● ELENCO COMPITI:
[a] Traduci in inglese questa frase del testo sul film di Gus Van Sant: "Prima di diventare celebre come controverso vignettista, John Callahan era alcolizzato da Guinness (battuta in omaggio al suo black humour politicamente scorretto)."
[b] Prosegui il testo sul film di Gus Van Sant dopo l'ultima frase riportata.

● ESTRATTO DEL TESTO:

Regia di Gus Van Sant vedi scheda film
Prima di diventare celebre come controverso vignettista, John Callahan era alcolizzato da Guinness (battuta in omaggio al suo black humour politicamente scorretto). Rimasto tetraplegico a causa di un incidente in macchina avuto dopo una sbronza galattica, entra in terapia di gruppo, seguito da Donnie, maestro psico-spirituale a metà strada tra un filosofo cinese e il dottor Maguire interpretato nel film Will Hunting dal compianto Robin Williams (a cui nei titoli di coda il regista rivolge un sentito ringraziamento speciale).

[Dati di localizzazione dei punti]
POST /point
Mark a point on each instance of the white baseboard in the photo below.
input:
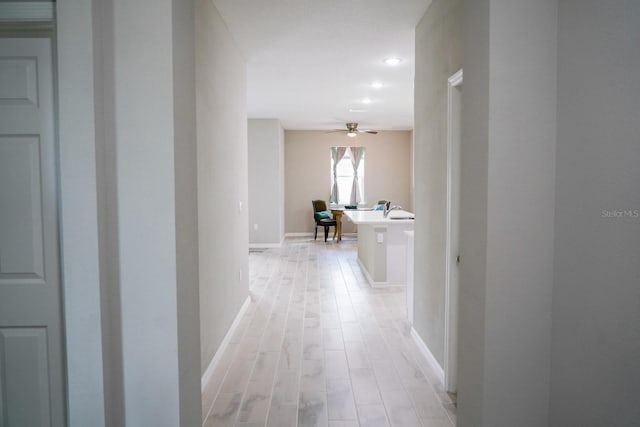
(298, 234)
(431, 360)
(206, 377)
(264, 245)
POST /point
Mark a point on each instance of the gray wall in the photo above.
(185, 164)
(145, 157)
(438, 56)
(266, 182)
(596, 298)
(308, 172)
(508, 159)
(222, 178)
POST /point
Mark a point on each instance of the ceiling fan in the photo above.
(352, 130)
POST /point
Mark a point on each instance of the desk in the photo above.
(337, 215)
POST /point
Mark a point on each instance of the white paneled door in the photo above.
(32, 391)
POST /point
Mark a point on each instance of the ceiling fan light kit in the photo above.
(352, 130)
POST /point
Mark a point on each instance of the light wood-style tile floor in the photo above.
(319, 347)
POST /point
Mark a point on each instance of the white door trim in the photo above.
(78, 211)
(451, 286)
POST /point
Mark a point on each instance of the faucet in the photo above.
(386, 210)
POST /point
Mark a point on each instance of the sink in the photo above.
(400, 215)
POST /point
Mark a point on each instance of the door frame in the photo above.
(76, 81)
(454, 88)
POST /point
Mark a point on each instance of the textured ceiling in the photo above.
(310, 62)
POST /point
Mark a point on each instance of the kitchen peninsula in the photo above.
(382, 245)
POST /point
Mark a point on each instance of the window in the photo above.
(347, 175)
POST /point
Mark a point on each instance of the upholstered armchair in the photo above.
(322, 217)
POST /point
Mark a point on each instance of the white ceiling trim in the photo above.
(26, 11)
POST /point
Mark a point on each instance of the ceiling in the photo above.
(310, 62)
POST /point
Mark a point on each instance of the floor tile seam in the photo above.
(255, 361)
(419, 364)
(321, 343)
(228, 368)
(280, 356)
(253, 367)
(402, 383)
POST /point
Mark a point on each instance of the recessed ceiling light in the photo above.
(392, 61)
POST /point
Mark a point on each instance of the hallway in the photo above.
(317, 346)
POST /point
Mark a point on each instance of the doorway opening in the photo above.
(452, 259)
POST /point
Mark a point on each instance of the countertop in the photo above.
(376, 218)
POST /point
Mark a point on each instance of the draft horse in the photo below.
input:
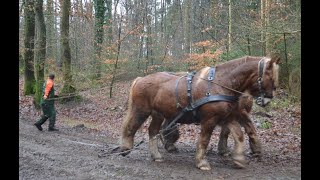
(245, 102)
(208, 97)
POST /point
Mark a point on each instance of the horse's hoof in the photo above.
(256, 154)
(240, 161)
(158, 160)
(225, 154)
(204, 165)
(171, 148)
(205, 168)
(239, 164)
(124, 152)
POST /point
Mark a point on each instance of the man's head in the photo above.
(51, 76)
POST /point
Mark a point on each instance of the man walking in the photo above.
(47, 105)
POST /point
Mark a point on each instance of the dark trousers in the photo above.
(49, 112)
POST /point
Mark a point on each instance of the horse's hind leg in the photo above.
(170, 136)
(131, 124)
(154, 129)
(223, 141)
(255, 144)
(207, 126)
(238, 152)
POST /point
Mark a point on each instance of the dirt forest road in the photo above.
(77, 153)
(91, 128)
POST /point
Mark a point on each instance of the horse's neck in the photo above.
(237, 76)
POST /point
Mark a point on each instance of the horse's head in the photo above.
(264, 88)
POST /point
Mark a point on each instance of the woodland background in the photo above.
(95, 43)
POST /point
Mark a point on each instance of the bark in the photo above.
(100, 9)
(65, 49)
(41, 52)
(29, 78)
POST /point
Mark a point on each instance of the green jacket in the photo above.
(51, 94)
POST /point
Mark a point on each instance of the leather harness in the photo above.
(192, 106)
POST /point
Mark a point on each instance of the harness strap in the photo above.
(177, 92)
(211, 74)
(189, 92)
(189, 87)
(200, 102)
(211, 98)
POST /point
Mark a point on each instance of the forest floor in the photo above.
(89, 129)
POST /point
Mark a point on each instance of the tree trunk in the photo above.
(118, 54)
(29, 79)
(100, 9)
(41, 52)
(229, 27)
(50, 30)
(187, 27)
(65, 49)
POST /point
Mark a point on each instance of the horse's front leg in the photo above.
(255, 144)
(238, 152)
(170, 136)
(207, 127)
(154, 128)
(223, 141)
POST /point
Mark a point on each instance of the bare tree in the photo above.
(29, 28)
(41, 51)
(65, 49)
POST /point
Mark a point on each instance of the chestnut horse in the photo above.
(159, 95)
(245, 102)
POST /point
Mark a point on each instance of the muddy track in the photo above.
(78, 153)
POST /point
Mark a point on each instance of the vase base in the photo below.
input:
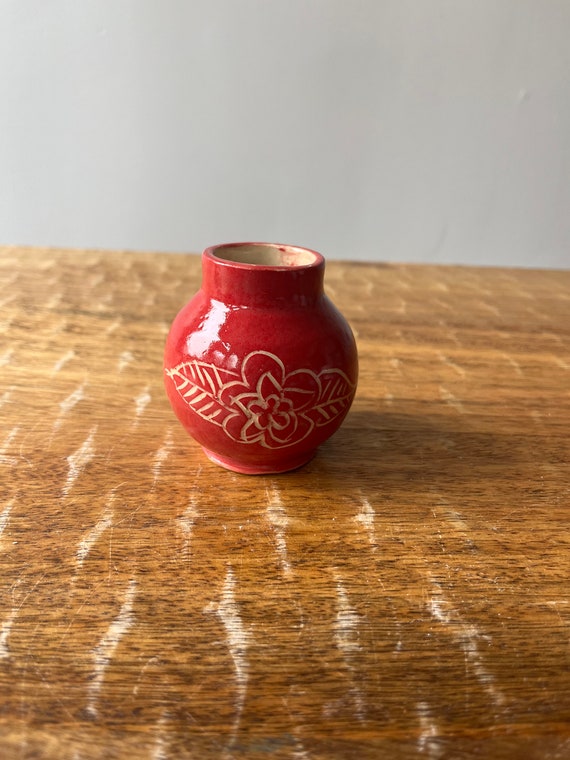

● RISPOSTE AI COMPITI:
[a] Before becoming famous as a controversial cartoonist, John Callahan was a Guinness-record alcoholic (a joke in homage to his politically incorrect black humor).

[b]
Dall’autobiografia del personaggio, Van Sant ricava una sceneggiatura che schiva abilmente il pietismo ricattatorio da caso umano, concentrandosi piuttosto sugli sforzi del futuro disegnatore per accettare un irreversibile status di vita, senza privarsi del piacere (un disabile prova ancora desiderio). Lo sconforto non cede il passo (eh eh) all’autocommiserazione gratuita, che viene stigmatizzata dai compagni di cura durante le riunioni per l’analisi dell’origine della sua dipendenza dall’alcol (ambiente emotivo segnato dall’assenza della figura materna).
Nuovamente chiamato a incarnare una persona realmente esistita (Johnny Cash in Walk the line), Joaquin Phoenix regala al pubblico l’ennesima grande prestazione senza scadere nell’over-acting (rischio che ruoli simili comportano spesso). Jonah Hill – la “guida” – e Jack Black (Dexter, il beone responsabile dell’invalidità del fumettista) dimostrano la loro duttilità – benché il secondo abbia meno spazio in scena (sorte che lo accomuna a Rooney Mara e Udo Kier).